[Start SELECTED EXCERPT]

We perform SHG measurements to provide further evidence of the structural regimes, which also lends insight into the electronic properties of the superlattices, as shown in Fig. 2. Both STO and CTO have inversion symmetry, so the SHG intensity of STO–CTO superlattices is directly related to the polarizability of the interface where inversion symmetry is broken. An increase in SHG intensity is observed from SL27 to SL6 as the density of interfaces increases and layers remain independent with respect to each other. However, a marked decrease in the nonlinear optical response is observed in SL4 and rapidly vanishes in superlattices with short periodicities; as the heterostructure transitions from independent monolithic layers, to coupled layers, to a single centrosymmetric structure, the second-order optical response approaches zero. In other words, the structural transitions are directly reflected in the polarizability of the superlattices.

To support the observed crystallographic structure of the superlattices and predict the effect of the observed local symmetries on vibrations, we performed DFT calculations on several prototypical superlattice models (Fig. 1a) and further consider metastable phases and layer intermixing in Supplementary Fig. 5. Octahedral tilt angles for both the experimental and theoretical results are in good agreement in both amplitude and periodicity, as indicated by the dashed curves shown in Fig. 1g, j, m. From both the structural calculations and experimental measurements, we can conclude that as the period thickness decreases, the system converges toward a single, emergent structure.

As phonon frequencies are affected by changes of bond lengths and bond angles, we expect the evolution of the octahedral tilts in our superlattices (Fig. 1) to affect the phonon density of states (PDOS), which drives the inherent thermal and infrared optical properties. To evaluate this possibility, we employed DFT to calculate the PDOS projected on the O and Ti atoms for each of the three superlattices characterized by STEM (Fig. 3a, Methods). The PDOS show three peaks at about 37 meV, about 60 meV and about 97 meV, which are further discussed in the Supplementary Information. From SL27 to SL4 and SL2, the 37-meV and 60-meV peaks redshift, whereas the 97-meV peak blueshifts, indicating an evolution of the superlattice phonon modes as the layer thickness decreases. Thus, vibrational modes assigned to the octahedra change energy as the octahedra they derive from change tilt angle with decreasing superlattice period thickness.

The attribution of peak shifts to changes in octahedral tilts is further supported by comparing the PDOS for each constituent layer and for the interface in the three superlattices (Fig. 3b). We see that in the SL27, the total DOS for the system deviates from the STO, CTO and interface spectra. However, in SL4 and SL2 the total DOS tracks the interface spectrum almost perfectly, illustrating how the interface dominates these shorter-period structures. Supplementary Figs. 6, 8b, c show examples of layer and interface modes. In other words, as the layer thickness decreases, both the structural and vibrational state converge towards the respective state of the interfaces.

[End SELECTED EXCERPT]

Continue the passage on the STO–CTO superlattices, starting after its final sentence.

[Start EXTRACTED ENTRIES]

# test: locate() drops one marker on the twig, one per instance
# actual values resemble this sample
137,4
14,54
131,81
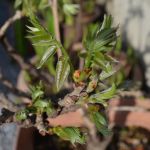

[End EXTRACTED ENTRIES]

◆ **ANSWER BELOW**:
The evolution in vibrational response of the superlattice is observed experimentally via spatially resolved off-axis vibrational EELS29,31. With this approach, the difference in vibrational response within the diffuse interface region can be directly compared with that within the constituent layers themselves. The ADF line profiles of SL27, SL4 and SL2 are shown in Fig. 3c, f, i, and distinguish between the heavy STO and light CTO layers. The simultaneously acquired EELS are shown in Fig. 3d, g, j. Changes in the layer-to-layer response are clearly observed in the superlattices, with specific energies listed in Supplementary Table 3. For example, in SL27, the 37-meV peak is at a lower energy in the STO compared with the CTO, but the 60-meV and 97-meV peaks are at higher energies, with the interfaces exhibiting intermediate values, demonstrating the capacity to measure changes induced by local atomic displacements. Furthermore, we note that, although the interface and total-structure spectra bear some similarities, there are features in the interface spectra that cannot be reproduced by a mixture of the bulk-like neighbouring phases (Supplementary Fig. 11a, b). Unique vibrations emerging from the octahedral coupling at the interface must be present to account for the discrepancy between the total and interface spectra, as calculated via DFT. Thus, we demonstrate that variations in the localized vibrational spectra are ascribed to the regions of differing symmetry, namely, the STO, CTO and structurally diffuse interfaces.

Like the octahedral-tilt variation, spatial variations in the EELS response reduce with decreasing period. The spectral similarity from layer to layer in SL4 relative to SL27 and the exact match between the total and interface spectra indicate that the vibrational state of the superlattice is approaching that of the interfaces, demonstrating the importance of local vibrational structure as length scales decrease. The global response of the interface vibrations further demonstrates the importance of local vibrational structure as length scales decrease.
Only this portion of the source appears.